• OBJECTIVE: Locate the line containing "Mark the black" in the material below; repeat it and every line after it, exactly as written.
== ROWS ==
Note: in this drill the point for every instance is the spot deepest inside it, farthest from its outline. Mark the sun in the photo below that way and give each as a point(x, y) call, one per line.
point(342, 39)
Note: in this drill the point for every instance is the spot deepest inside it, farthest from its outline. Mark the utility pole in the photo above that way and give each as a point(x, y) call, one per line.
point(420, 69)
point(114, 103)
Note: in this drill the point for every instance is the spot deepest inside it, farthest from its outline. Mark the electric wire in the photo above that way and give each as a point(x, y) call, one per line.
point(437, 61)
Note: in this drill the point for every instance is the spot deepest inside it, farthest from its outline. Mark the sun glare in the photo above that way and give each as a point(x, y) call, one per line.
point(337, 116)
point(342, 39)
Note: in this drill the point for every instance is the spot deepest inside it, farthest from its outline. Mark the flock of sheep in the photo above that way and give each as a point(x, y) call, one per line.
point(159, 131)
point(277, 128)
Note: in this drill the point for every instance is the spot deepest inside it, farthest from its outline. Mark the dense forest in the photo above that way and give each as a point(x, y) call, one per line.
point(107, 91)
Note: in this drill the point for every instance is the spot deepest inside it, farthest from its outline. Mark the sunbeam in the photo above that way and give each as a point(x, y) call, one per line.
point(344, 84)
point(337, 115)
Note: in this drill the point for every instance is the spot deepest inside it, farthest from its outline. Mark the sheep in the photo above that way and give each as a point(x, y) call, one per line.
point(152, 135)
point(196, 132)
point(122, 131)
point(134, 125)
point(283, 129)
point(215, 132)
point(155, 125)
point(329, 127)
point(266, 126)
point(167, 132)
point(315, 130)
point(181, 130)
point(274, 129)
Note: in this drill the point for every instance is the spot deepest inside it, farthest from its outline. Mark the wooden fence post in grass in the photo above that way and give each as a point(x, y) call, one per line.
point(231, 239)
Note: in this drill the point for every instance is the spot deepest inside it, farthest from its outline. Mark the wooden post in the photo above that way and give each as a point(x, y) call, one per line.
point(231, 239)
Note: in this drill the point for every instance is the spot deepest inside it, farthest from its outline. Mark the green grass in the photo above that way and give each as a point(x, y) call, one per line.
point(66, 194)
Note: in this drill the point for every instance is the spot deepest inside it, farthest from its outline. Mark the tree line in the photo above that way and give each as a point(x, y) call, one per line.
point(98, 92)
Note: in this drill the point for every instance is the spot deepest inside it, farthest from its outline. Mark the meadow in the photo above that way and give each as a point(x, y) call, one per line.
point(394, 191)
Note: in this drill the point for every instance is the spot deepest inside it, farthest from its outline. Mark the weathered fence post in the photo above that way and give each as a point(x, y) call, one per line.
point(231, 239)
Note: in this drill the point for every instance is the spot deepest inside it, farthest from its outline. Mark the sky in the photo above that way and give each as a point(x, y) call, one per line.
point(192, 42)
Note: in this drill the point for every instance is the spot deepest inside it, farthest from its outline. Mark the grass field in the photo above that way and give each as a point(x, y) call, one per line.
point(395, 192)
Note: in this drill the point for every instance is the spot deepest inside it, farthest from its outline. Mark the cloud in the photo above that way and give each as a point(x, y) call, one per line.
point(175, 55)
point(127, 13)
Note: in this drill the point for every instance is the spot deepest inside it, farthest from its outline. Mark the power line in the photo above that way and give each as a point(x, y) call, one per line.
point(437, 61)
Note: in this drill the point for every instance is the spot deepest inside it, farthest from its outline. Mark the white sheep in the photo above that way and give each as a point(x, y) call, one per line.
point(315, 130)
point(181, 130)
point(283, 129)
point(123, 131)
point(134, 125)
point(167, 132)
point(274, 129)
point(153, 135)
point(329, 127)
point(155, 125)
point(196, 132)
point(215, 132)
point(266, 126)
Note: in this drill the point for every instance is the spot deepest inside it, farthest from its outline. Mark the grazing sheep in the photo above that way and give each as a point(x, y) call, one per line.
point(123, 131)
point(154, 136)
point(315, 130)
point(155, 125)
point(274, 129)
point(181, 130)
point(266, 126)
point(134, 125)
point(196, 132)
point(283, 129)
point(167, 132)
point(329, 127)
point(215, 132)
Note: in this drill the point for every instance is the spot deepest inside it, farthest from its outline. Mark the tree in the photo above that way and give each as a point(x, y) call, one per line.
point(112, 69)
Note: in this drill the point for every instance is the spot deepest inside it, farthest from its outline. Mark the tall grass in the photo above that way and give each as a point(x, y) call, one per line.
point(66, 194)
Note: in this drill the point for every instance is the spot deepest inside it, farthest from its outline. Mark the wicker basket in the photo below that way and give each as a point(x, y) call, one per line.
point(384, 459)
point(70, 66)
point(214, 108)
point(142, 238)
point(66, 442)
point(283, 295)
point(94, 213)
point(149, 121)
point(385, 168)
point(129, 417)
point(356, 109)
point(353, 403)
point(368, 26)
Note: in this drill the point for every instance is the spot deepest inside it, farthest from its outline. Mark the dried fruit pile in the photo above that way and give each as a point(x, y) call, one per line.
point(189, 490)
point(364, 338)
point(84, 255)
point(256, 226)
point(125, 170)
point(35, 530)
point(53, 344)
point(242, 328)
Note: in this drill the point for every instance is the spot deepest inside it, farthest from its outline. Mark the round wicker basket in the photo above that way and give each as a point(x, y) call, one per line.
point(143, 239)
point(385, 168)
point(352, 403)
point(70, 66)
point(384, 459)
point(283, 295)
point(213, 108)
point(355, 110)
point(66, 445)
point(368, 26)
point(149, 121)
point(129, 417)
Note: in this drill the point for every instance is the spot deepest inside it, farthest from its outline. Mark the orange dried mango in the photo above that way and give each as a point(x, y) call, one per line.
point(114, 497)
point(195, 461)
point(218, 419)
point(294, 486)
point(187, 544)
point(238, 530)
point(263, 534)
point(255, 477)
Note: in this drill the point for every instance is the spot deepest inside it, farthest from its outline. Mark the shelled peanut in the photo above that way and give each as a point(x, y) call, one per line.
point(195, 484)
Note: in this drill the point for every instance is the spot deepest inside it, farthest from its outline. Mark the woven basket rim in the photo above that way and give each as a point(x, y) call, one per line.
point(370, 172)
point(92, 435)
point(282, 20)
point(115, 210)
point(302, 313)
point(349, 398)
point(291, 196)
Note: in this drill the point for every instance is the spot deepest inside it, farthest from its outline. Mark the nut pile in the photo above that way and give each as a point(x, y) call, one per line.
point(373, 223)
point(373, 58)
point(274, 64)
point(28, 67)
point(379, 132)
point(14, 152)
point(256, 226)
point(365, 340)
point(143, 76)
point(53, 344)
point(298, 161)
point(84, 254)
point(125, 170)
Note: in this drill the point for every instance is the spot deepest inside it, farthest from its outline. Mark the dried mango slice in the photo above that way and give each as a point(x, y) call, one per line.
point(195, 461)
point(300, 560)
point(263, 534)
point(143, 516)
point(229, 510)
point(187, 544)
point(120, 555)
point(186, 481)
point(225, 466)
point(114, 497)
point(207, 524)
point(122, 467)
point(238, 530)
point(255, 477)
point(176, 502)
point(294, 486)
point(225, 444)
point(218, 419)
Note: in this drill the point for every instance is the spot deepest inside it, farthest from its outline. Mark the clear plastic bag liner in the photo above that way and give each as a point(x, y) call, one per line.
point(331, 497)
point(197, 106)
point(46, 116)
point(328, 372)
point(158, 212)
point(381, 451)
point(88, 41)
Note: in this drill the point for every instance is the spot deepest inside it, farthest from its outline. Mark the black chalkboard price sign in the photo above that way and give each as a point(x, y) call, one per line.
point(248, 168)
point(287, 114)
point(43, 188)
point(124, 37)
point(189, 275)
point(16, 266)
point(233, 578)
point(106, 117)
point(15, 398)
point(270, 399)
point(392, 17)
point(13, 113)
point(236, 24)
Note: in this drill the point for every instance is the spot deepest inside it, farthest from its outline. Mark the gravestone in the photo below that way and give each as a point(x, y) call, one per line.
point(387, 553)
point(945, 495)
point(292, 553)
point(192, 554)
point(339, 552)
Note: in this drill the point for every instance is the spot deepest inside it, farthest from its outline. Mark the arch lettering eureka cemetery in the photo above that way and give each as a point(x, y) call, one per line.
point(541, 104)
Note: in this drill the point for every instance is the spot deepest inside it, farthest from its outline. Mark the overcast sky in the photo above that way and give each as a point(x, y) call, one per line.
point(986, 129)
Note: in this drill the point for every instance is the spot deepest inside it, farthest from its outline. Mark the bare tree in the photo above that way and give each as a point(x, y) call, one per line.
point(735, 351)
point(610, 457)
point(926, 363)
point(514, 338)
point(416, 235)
===
• REPLY:
Note: in this drill the point for every instance is the spot deepest inside it, farthest from its outline. Mark the black chalkboard price sign in the photo above that way and give each as a point(x, y) call, one per line.
point(248, 168)
point(287, 114)
point(43, 188)
point(124, 37)
point(189, 275)
point(16, 266)
point(233, 578)
point(106, 117)
point(15, 398)
point(270, 399)
point(392, 17)
point(13, 113)
point(236, 24)
Note: in this drill the point for every instance is the spot deepest inside it, farthest from its outline. Mark the gravestone in the photo below that way and give each as a point(x, y) call, one per line.
point(387, 553)
point(945, 495)
point(292, 553)
point(192, 554)
point(339, 552)
Note: in this drill the point for every instance is the spot deepest inside it, farthest from its outline. Mark the arch lettering eureka cemetery in the photo above that way and give each as a point(x, y) call, one per line.
point(541, 104)
Note: in this drill the point for every instance is the spot deepest inside it, farthest from its outline. Mark the overcast sky in the photo above that way and give each as a point(x, y) call, one per line.
point(986, 129)
Note: in this drill the point for every instance is the spot deepest inside it, farthest from its outline. Mark the bare tree in the photo above that way and give each as a point(x, y) call, one per line.
point(735, 351)
point(610, 457)
point(926, 363)
point(514, 338)
point(416, 235)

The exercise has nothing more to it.